(Data begins)

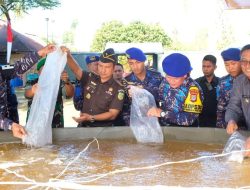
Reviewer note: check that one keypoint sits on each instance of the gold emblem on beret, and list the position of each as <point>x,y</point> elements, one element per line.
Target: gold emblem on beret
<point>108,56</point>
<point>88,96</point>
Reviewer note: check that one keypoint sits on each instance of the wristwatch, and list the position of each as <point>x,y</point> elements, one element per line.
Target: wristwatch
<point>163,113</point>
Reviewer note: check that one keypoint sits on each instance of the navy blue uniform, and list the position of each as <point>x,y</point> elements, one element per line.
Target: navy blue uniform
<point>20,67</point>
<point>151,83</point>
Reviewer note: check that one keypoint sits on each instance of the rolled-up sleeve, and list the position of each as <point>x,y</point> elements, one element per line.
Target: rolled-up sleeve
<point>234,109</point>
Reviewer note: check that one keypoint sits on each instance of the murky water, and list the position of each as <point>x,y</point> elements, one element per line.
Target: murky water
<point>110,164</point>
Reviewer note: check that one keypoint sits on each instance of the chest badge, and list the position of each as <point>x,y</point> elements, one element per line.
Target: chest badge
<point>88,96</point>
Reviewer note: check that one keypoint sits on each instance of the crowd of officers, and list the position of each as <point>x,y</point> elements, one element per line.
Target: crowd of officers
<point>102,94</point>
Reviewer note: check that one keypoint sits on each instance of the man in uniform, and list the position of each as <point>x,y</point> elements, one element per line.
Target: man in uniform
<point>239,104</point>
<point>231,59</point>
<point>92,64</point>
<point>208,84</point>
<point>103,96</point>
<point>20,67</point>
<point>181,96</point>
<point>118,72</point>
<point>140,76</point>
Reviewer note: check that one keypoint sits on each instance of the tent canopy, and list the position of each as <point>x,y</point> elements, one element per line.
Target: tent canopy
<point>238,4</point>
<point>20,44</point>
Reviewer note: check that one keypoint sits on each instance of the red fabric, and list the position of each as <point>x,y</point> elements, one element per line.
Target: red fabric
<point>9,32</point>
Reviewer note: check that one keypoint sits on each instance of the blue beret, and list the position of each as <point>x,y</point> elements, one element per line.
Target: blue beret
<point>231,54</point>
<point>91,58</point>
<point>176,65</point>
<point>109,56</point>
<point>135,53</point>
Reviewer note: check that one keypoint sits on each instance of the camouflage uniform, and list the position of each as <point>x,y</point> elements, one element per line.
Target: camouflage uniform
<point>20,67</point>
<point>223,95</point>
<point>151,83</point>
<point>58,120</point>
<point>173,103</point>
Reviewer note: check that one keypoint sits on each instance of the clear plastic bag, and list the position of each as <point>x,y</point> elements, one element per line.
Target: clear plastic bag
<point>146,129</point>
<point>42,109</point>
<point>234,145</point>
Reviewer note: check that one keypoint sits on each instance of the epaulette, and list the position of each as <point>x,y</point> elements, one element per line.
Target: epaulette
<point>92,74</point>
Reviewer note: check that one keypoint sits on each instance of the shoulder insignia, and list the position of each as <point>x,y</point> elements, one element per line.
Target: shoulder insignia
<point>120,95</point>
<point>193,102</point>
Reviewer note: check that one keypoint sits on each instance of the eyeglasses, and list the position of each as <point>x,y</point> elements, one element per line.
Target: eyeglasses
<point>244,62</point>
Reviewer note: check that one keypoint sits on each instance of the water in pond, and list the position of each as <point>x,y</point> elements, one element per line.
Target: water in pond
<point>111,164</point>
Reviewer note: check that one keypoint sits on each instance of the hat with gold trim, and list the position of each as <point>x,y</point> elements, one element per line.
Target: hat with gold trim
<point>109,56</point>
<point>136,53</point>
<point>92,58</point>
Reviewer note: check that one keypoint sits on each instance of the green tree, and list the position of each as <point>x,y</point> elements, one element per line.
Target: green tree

(Data ends)
(Data begins)

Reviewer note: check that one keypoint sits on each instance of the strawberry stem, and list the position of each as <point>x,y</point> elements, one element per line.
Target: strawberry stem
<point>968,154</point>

(Data ends)

- Work order
From the entries above, write out only the lines starting at the line that holds "Target: hat with gold trim" and ending at the line that holds "Target: green tree", keeping both and matching them exactly.

- Result
Target: hat with gold trim
<point>109,56</point>
<point>136,53</point>
<point>92,58</point>
Reviewer note: check that one keypoint sits on each instance of the green tree, and list the position of each as <point>x,y</point> elements, one element per line.
Target: green tree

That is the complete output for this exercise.